● **WORK ORDER**
The expected output is each line below containing "wall", copied in full.

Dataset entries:
---

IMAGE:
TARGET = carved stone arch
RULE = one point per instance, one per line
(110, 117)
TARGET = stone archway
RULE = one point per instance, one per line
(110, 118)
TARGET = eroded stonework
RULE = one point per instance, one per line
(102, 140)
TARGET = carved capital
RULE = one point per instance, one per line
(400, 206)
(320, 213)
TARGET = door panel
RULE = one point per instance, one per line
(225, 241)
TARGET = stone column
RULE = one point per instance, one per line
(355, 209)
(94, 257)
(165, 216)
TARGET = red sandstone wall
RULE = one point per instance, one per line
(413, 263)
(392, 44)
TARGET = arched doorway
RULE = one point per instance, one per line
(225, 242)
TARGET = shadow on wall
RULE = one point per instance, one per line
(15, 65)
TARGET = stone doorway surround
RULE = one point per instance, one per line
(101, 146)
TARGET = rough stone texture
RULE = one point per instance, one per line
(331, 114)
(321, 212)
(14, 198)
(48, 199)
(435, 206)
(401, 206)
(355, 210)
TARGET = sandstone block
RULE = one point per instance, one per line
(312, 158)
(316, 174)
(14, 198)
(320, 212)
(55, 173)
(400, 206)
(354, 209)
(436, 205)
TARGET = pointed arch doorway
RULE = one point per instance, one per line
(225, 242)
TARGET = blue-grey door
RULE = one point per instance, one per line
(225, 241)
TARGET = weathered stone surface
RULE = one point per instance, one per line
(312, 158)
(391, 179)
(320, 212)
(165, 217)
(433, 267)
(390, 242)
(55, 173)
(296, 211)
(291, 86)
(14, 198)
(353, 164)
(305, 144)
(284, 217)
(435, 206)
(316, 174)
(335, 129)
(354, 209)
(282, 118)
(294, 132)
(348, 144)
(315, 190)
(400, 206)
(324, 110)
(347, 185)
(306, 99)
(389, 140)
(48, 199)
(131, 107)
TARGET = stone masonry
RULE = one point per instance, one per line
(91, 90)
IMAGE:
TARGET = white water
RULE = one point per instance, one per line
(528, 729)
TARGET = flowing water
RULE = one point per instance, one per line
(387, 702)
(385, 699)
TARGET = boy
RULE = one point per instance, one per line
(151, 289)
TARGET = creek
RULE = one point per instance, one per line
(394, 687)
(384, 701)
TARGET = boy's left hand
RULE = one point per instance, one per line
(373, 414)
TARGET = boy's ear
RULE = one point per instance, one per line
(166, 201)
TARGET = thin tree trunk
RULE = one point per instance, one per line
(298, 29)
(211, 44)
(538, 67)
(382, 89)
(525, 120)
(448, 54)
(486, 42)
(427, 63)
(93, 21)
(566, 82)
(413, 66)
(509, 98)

---

● **THE COMPLETED TASK**
TARGET = red sandstone wall
TARGET = shadow on wall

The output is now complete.